## Data records
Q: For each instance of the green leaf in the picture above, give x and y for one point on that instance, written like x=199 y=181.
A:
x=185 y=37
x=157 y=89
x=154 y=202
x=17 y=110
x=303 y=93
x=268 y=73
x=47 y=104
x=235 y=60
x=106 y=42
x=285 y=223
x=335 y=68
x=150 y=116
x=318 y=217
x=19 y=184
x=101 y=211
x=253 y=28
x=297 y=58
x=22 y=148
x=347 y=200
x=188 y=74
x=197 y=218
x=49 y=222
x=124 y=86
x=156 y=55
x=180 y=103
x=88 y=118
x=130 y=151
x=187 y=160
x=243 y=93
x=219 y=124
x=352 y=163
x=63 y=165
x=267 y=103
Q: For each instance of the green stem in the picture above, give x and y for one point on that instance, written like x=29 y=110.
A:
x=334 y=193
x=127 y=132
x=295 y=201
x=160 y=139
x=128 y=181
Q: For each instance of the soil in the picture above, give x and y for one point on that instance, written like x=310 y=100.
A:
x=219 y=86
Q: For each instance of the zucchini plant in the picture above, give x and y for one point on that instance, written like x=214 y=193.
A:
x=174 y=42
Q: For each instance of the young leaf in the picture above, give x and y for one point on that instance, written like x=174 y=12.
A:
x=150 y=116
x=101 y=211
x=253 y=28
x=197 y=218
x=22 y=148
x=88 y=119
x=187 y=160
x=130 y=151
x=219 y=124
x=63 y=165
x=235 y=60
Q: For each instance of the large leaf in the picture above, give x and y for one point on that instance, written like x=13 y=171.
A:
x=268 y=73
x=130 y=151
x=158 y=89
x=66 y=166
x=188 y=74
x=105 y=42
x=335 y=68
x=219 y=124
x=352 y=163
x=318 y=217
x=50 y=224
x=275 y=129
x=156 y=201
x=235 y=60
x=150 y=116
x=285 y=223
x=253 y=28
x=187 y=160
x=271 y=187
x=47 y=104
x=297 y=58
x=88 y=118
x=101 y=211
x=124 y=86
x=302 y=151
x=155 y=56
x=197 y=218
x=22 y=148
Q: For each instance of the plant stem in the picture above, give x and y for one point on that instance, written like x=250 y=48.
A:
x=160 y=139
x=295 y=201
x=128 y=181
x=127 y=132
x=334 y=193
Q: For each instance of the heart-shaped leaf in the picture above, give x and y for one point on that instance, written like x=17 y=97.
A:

## Goal of the exercise
Reproduce all of the data above with every occurrence of "zucchini plant" changed to "squash plant" and nothing else altered.

## Finished exercise
Q: For each instance of the green leaf in the picture above, give x and y for one point on that instance, written like x=199 y=181.
A:
x=185 y=37
x=157 y=89
x=154 y=202
x=17 y=110
x=303 y=93
x=268 y=73
x=47 y=104
x=235 y=60
x=106 y=42
x=285 y=223
x=335 y=68
x=150 y=116
x=318 y=217
x=19 y=184
x=101 y=211
x=253 y=28
x=297 y=58
x=22 y=148
x=347 y=200
x=188 y=74
x=197 y=218
x=49 y=222
x=124 y=86
x=156 y=55
x=180 y=103
x=88 y=118
x=130 y=151
x=187 y=160
x=243 y=93
x=219 y=124
x=352 y=163
x=63 y=165
x=267 y=103
Q: For each instance of the green stem in the picture above, give x and y for one point on that instance, written like x=29 y=110.
A:
x=334 y=193
x=127 y=132
x=295 y=201
x=160 y=139
x=128 y=181
Q: For each instance of the soil in the picture above, give x and y for one point on that instance, written like x=310 y=100.
A:
x=219 y=86
Q: For each instance of the squash plant in the picture above, give x and y for one point on that instance, written like x=214 y=193.
A:
x=174 y=42
Q: For each instance of the young leaf in the picture above, give x and y for one point on that instance, written like x=174 y=12.
A:
x=150 y=116
x=101 y=211
x=253 y=28
x=197 y=218
x=22 y=148
x=88 y=119
x=187 y=160
x=130 y=151
x=219 y=124
x=63 y=165
x=235 y=60
Q: For each instance of the large leaf in the picture above, give x and y for one point on that instance, written like x=13 y=171.
A:
x=268 y=73
x=130 y=151
x=158 y=89
x=66 y=166
x=188 y=74
x=105 y=42
x=335 y=68
x=219 y=124
x=352 y=163
x=318 y=217
x=50 y=224
x=275 y=129
x=156 y=201
x=235 y=60
x=150 y=116
x=285 y=223
x=253 y=28
x=187 y=160
x=271 y=187
x=47 y=104
x=297 y=58
x=88 y=118
x=101 y=211
x=124 y=86
x=302 y=151
x=155 y=56
x=197 y=218
x=22 y=148
Q: For each instance of the plant stem in the picture above, give x and y for one point on that instance, written like x=250 y=48.
A:
x=160 y=139
x=295 y=201
x=128 y=181
x=127 y=132
x=334 y=193
Q: For each instance of the heart-shaped leaf in the picture above, give x and y for one point on that instance, written like x=17 y=97.
A:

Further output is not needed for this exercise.